## PROBLEM
Write out again only the lines between the one with "In the photo above, where can the tree" and the end of the records below, both ends counted, and don't include the pictures.

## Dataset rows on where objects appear

· · · · ·

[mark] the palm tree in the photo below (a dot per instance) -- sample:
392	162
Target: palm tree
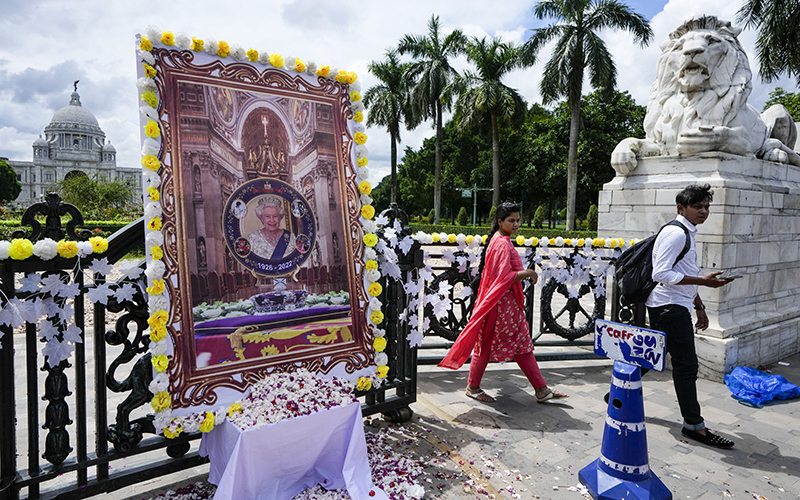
578	47
432	92
388	104
777	45
484	96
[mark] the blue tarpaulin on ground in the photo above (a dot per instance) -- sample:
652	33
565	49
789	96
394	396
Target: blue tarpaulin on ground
756	387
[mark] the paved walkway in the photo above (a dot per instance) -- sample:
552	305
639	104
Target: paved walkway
516	448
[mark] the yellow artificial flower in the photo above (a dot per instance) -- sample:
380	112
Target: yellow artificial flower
150	98
158	319
208	422
149	70
152	130
161	401
167	38
172	435
370	239
99	244
151	162
20	249
234	408
368	211
67	249
153	194
158	334
160	362
197	44
223	48
157	288
363	384
276	60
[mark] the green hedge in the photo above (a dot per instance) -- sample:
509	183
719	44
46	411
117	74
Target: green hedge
523	230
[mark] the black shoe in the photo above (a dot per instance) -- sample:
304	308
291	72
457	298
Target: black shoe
708	438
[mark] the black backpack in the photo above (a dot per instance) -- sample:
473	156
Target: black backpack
634	268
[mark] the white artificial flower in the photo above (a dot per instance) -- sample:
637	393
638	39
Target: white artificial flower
238	53
153	33
149	112
152	210
357	106
311	68
155	270
146	57
146	83
154	238
45	249
84	249
150	146
183	41
210	46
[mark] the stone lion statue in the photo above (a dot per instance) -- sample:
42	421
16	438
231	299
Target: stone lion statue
698	102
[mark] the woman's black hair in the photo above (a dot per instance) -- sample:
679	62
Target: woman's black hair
503	211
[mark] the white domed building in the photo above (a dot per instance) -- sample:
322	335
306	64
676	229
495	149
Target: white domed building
73	143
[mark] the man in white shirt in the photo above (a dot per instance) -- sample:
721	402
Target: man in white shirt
671	302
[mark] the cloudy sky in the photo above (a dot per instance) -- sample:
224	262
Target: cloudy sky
48	44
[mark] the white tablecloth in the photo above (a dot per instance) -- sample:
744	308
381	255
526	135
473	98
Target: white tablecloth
278	461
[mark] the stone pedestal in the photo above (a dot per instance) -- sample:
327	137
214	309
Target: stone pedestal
753	230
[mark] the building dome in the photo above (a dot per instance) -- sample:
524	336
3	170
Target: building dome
74	117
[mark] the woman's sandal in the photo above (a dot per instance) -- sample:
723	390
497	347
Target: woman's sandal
479	395
709	438
551	394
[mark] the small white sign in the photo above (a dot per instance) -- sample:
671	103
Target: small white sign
631	344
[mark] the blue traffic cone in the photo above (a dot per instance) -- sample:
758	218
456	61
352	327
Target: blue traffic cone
623	471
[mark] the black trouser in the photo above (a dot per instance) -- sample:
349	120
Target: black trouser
676	322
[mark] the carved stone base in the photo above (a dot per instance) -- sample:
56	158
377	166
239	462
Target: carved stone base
753	230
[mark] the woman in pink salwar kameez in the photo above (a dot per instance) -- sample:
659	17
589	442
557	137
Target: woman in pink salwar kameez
497	329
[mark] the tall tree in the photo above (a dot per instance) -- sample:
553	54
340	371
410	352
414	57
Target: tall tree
387	103
579	47
777	45
9	184
484	96
432	92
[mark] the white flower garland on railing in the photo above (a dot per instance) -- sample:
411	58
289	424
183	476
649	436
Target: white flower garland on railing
158	298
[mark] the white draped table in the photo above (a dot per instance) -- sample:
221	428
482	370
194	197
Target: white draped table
278	461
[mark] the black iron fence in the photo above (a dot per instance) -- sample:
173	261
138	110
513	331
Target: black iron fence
83	426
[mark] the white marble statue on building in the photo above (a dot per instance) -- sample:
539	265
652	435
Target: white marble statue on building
698	102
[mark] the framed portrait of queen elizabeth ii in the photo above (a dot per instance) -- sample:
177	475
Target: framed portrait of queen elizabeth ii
255	163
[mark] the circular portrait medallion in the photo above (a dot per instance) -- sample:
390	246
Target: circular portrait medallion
265	228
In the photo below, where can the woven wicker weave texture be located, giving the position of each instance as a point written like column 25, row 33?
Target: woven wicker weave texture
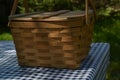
column 60, row 44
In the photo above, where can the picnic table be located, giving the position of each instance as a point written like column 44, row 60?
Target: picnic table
column 93, row 67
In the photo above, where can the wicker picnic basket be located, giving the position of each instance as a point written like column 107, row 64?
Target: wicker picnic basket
column 59, row 39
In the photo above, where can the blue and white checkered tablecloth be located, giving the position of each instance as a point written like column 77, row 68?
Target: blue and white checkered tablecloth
column 92, row 68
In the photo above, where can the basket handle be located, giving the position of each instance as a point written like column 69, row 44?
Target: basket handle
column 25, row 2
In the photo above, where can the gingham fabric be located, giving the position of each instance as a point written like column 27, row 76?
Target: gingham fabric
column 92, row 68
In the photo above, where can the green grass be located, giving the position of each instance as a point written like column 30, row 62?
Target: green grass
column 107, row 29
column 6, row 36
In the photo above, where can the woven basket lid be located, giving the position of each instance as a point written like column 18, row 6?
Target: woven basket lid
column 61, row 15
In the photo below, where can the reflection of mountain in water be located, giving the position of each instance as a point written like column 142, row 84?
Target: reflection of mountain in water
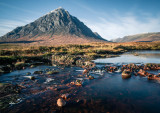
column 150, row 55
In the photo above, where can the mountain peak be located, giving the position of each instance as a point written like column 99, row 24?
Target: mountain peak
column 56, row 23
column 60, row 9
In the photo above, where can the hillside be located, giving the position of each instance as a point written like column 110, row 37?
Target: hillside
column 146, row 37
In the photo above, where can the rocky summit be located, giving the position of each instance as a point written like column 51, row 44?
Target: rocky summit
column 56, row 27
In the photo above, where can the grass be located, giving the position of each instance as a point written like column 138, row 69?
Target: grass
column 12, row 53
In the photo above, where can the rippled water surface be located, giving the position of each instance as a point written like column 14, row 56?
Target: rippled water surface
column 129, row 57
column 109, row 93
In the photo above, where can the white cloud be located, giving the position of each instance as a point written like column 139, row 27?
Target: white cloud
column 120, row 26
column 8, row 25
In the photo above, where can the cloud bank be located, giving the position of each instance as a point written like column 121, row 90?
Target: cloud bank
column 119, row 26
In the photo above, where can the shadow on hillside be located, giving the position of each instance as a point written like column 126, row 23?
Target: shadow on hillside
column 18, row 42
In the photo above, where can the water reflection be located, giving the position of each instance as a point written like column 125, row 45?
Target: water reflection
column 129, row 57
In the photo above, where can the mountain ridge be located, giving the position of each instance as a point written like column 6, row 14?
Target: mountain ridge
column 143, row 37
column 53, row 24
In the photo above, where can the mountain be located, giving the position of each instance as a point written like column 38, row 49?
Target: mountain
column 145, row 37
column 56, row 27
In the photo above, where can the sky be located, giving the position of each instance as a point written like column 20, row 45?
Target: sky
column 110, row 18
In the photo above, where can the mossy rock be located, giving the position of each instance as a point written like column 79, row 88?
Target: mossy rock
column 52, row 72
column 38, row 72
column 28, row 73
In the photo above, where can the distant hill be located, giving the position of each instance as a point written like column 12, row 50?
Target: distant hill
column 145, row 37
column 56, row 27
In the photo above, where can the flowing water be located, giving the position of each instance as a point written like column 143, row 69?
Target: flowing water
column 109, row 93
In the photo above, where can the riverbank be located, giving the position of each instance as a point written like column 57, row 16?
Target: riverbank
column 64, row 61
column 19, row 56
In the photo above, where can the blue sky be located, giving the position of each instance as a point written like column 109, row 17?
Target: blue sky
column 110, row 18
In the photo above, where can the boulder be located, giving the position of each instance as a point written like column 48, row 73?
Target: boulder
column 61, row 102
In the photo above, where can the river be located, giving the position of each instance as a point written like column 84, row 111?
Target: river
column 109, row 93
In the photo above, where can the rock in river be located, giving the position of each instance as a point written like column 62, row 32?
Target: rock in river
column 61, row 102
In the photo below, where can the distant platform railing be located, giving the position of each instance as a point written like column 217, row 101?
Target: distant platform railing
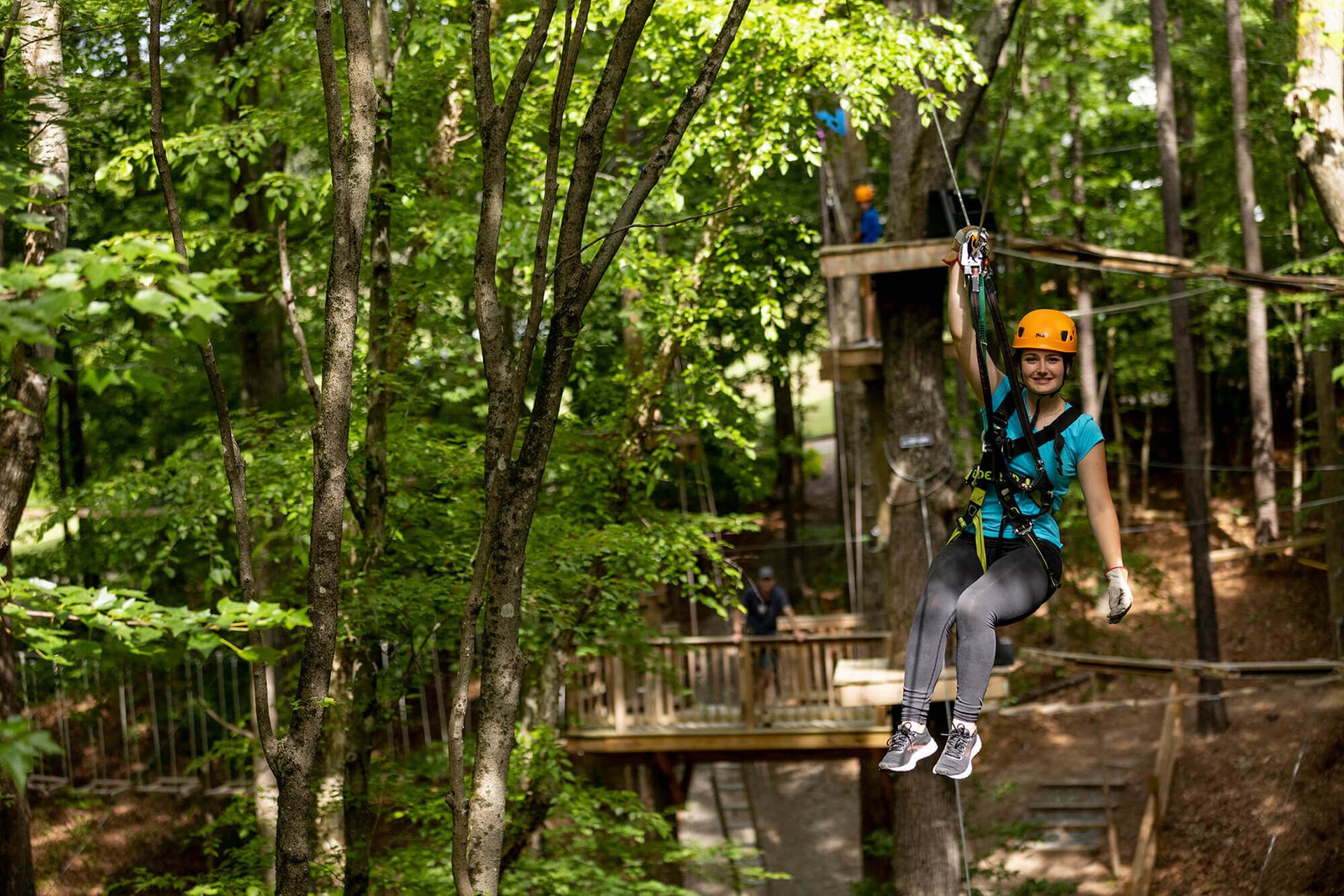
column 709, row 681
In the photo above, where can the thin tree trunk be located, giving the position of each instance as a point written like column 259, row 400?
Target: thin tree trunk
column 26, row 385
column 1082, row 278
column 788, row 479
column 1257, row 324
column 924, row 826
column 512, row 485
column 1117, row 426
column 1316, row 102
column 1213, row 714
column 293, row 757
column 1146, row 456
column 1332, row 490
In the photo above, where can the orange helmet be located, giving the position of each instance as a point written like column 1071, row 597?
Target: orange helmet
column 1048, row 331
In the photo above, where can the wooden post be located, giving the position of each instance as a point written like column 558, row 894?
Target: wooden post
column 1332, row 486
column 617, row 685
column 1112, row 840
column 877, row 810
column 746, row 681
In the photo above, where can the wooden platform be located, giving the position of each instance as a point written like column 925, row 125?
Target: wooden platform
column 1139, row 665
column 920, row 254
column 870, row 683
column 882, row 258
column 703, row 741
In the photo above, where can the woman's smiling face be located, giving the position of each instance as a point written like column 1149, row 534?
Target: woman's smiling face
column 1043, row 372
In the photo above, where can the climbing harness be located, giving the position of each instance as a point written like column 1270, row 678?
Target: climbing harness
column 992, row 473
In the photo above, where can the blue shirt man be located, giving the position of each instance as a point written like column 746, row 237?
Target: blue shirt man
column 870, row 224
column 763, row 602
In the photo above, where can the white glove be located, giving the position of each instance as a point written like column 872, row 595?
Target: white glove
column 1119, row 597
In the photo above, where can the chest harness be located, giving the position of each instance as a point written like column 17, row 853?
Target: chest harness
column 992, row 473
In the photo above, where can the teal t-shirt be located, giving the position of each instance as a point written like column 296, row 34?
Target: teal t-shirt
column 1081, row 437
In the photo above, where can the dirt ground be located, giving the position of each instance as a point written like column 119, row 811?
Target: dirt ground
column 1234, row 793
column 1257, row 809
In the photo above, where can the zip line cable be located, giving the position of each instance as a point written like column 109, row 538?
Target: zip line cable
column 1003, row 121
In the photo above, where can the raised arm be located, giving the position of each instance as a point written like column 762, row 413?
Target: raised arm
column 964, row 333
column 1101, row 513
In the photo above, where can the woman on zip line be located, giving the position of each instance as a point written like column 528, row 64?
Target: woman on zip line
column 999, row 567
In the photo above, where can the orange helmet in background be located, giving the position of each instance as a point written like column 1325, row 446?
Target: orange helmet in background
column 1048, row 331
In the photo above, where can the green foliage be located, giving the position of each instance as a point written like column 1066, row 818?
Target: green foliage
column 58, row 622
column 19, row 746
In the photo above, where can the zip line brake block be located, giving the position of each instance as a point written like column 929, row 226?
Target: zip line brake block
column 974, row 249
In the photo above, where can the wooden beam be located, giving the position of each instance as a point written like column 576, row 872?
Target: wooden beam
column 882, row 258
column 1273, row 547
column 1073, row 250
column 1140, row 665
column 739, row 741
column 921, row 254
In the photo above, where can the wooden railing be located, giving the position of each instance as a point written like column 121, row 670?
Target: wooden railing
column 1159, row 790
column 709, row 683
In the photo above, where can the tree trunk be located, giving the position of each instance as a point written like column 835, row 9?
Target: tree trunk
column 925, row 856
column 1316, row 102
column 512, row 485
column 260, row 325
column 27, row 389
column 1257, row 325
column 1332, row 490
column 1082, row 278
column 1213, row 714
column 1117, row 426
column 15, row 846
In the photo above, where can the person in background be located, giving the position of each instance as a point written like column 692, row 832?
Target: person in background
column 870, row 224
column 869, row 231
column 761, row 605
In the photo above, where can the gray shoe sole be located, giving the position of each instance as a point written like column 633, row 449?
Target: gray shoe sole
column 964, row 773
column 922, row 752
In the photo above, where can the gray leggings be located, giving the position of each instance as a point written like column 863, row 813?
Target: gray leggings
column 1012, row 589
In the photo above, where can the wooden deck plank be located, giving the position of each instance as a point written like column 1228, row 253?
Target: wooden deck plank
column 783, row 738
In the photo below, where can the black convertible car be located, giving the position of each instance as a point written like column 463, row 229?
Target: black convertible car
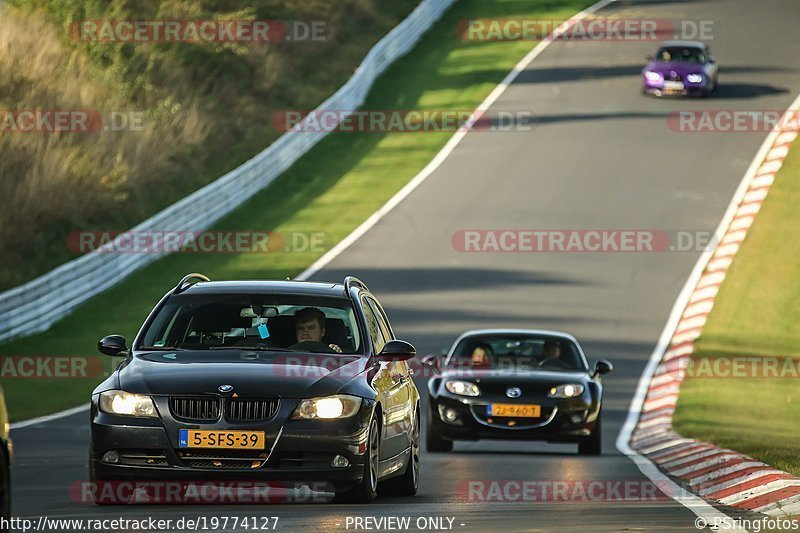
column 515, row 384
column 260, row 381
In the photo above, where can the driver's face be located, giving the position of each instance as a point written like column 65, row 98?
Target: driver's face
column 309, row 331
column 552, row 352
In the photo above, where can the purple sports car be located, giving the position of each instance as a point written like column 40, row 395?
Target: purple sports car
column 681, row 67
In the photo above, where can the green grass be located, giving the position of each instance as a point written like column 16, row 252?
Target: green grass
column 333, row 189
column 756, row 313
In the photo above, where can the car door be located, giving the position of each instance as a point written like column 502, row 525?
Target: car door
column 403, row 409
column 388, row 386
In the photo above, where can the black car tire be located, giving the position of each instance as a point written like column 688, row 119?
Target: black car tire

· · · · ·

## SOLVED PROBLEM
In the photo above, where can the tree trunk be located, giving the position of each instance as a point written like column 835, row 9?
Target: tree trunk
column 925, row 856
column 1316, row 102
column 512, row 485
column 260, row 325
column 27, row 389
column 1257, row 325
column 1332, row 490
column 1082, row 278
column 1213, row 714
column 1117, row 426
column 15, row 846
In the photo above, where can the person in background be located, giving the position of each instance as a point written like column 692, row 832?
Target: person in background
column 870, row 224
column 869, row 231
column 761, row 605
In the photo above, where can the gray shoe sole be located, giving the position of each instance as a point written like column 633, row 449?
Target: gray shoe sole
column 964, row 773
column 922, row 752
In the photo above, where can the gray leggings be located, giving the position of each instance as a point written like column 863, row 813?
Target: gray leggings
column 1012, row 589
In the photo above, where can the wooden deck plank be located, giving the position of each instance as a point written like column 1228, row 253?
Target: wooden deck plank
column 783, row 738
In the photo below, where can the black convertible car be located, giving the position of each instance as a point written like column 463, row 229?
Target: black convertible car
column 515, row 384
column 260, row 381
In the photo above, where can the driver's face be located, giving the position of each instance as a point written like column 65, row 98?
Target: driver's face
column 309, row 331
column 552, row 352
In the photo above, where can the purple sports car be located, giving the position of each instance as a point written like column 40, row 395?
Target: purple sports car
column 681, row 67
In the photo above, where can the green grass be located, giving the position of each instance as a point written like column 16, row 252?
Target: green grass
column 333, row 189
column 756, row 313
In the photo above, where can the car door be located, giving the position of each instance as a point written like column 502, row 525?
Target: car door
column 403, row 409
column 388, row 386
In the photo above, where can the black car tire be located, giving the position of each instance as a point written like column 688, row 119?
Target: black car tire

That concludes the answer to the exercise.